- EXERCISE
Return every line of the records without any change, from the line containing "window --vertices whole-pixels" down to the final line of the records, with both of those lines included.

[Shape labeling records]
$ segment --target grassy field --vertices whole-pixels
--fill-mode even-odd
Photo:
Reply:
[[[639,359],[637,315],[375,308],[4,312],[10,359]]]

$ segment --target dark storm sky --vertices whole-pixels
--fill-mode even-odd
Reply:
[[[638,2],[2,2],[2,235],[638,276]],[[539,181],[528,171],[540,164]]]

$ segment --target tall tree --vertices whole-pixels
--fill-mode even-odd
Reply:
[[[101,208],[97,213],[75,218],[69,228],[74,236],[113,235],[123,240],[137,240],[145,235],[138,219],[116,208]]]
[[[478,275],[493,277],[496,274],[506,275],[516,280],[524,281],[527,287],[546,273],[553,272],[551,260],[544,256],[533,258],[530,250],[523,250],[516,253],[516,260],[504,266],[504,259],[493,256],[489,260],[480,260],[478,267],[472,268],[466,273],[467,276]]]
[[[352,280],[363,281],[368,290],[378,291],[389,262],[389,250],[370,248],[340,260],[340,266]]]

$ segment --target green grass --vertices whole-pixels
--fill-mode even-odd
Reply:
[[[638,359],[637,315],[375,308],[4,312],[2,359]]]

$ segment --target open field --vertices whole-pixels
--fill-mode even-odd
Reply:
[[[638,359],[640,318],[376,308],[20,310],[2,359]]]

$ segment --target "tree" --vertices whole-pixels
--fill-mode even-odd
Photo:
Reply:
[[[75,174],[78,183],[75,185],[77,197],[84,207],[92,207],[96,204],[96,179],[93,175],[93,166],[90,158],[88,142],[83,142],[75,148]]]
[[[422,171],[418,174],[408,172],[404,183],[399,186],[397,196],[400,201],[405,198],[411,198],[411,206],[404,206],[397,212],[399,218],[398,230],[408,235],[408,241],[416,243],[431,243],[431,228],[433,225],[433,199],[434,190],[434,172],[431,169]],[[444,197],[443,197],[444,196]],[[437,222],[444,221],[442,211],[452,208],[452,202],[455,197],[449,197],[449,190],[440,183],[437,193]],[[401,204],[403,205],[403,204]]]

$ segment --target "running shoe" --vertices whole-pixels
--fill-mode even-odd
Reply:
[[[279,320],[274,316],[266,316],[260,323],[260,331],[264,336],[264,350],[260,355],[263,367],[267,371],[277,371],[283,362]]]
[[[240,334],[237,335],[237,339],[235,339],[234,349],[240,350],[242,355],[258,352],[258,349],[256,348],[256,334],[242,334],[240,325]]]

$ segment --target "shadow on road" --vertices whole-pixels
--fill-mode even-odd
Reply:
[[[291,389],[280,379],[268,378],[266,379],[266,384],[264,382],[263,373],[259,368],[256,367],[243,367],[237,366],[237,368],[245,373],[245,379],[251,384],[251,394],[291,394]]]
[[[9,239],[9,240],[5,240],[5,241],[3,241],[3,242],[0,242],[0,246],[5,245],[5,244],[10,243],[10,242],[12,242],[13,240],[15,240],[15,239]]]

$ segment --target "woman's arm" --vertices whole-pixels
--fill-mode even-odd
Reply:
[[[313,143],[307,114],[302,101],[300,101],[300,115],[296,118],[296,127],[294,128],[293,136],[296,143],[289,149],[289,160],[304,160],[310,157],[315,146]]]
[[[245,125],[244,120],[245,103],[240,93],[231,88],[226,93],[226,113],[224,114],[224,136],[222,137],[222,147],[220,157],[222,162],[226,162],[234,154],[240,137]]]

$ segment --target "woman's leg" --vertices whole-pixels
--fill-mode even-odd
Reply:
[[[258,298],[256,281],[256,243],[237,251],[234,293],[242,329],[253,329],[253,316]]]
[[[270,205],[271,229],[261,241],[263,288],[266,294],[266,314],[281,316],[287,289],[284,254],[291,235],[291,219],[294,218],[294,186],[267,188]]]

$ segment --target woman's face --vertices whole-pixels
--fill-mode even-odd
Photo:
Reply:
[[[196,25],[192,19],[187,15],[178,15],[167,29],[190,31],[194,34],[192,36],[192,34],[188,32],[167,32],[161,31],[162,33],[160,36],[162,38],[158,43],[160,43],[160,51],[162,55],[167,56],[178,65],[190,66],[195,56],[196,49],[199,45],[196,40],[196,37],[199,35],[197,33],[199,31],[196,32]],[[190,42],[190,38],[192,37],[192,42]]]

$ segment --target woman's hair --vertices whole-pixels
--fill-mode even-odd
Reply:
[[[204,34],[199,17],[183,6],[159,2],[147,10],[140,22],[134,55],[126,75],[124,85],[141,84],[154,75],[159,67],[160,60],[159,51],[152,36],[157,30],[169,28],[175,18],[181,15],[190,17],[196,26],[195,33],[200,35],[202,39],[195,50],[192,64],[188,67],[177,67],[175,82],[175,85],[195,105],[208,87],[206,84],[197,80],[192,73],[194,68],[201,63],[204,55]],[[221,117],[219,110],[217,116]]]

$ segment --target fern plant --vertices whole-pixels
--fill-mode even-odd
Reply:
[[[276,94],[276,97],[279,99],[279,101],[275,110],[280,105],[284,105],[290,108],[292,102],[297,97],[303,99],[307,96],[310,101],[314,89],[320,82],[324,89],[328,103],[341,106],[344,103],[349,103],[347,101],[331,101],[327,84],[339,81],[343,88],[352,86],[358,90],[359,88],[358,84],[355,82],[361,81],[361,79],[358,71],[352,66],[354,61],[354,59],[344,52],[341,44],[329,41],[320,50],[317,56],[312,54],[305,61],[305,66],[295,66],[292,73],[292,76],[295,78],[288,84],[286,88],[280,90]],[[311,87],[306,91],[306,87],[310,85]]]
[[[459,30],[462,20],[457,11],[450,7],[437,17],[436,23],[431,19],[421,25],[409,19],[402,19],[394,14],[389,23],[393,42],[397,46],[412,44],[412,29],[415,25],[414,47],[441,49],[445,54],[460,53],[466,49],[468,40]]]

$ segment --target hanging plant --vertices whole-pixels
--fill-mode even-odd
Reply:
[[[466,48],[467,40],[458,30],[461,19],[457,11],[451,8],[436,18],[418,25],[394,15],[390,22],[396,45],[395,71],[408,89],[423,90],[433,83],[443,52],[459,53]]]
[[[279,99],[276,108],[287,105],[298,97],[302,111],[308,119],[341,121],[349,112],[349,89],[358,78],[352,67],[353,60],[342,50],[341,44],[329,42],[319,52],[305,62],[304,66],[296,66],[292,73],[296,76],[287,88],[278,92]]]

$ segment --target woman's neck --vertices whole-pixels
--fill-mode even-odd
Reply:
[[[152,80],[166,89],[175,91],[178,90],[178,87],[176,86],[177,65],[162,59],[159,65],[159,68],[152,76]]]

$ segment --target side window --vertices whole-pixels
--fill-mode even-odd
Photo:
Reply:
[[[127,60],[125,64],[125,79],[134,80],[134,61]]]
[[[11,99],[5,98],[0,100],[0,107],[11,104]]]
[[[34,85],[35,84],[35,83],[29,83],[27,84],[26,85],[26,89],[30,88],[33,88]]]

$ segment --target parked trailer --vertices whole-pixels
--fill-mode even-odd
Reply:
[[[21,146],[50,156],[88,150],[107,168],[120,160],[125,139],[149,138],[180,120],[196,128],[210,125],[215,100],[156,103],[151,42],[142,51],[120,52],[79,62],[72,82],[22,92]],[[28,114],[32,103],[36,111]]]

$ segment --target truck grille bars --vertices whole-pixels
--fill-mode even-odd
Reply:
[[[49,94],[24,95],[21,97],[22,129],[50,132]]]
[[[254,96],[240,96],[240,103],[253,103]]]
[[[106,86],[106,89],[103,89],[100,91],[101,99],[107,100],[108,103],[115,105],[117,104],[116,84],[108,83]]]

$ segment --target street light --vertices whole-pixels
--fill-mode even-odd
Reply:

- EXERCISE RESULT
$ segment --target side window --vertices whole-pixels
--fill-mode even-odd
Photo:
Reply:
[[[127,60],[125,64],[125,79],[134,80],[134,61]]]
[[[11,99],[5,98],[0,100],[0,107],[11,104]]]
[[[34,85],[35,84],[35,83],[29,83],[27,84],[26,85],[26,89],[30,88],[33,88]]]

$ segment --target parked trailer --vertices whole-pixels
--fill-mode even-odd
Reply:
[[[21,146],[50,156],[88,150],[107,168],[120,160],[125,139],[149,138],[180,120],[196,128],[210,125],[215,100],[156,103],[151,42],[142,51],[120,52],[79,62],[72,82],[22,92]],[[28,114],[32,103],[36,111]]]

$ segment --target truck grille bars --vertices whole-pixels
--fill-mode even-odd
Reply:
[[[49,94],[24,95],[21,97],[22,129],[50,132]]]
[[[254,96],[240,96],[240,103],[253,103]]]
[[[106,86],[106,89],[103,89],[100,91],[101,99],[107,100],[108,103],[115,105],[117,104],[116,84],[108,83]]]

$ segment --target street light --vertices whole-pixels
--fill-mode even-odd
Reply:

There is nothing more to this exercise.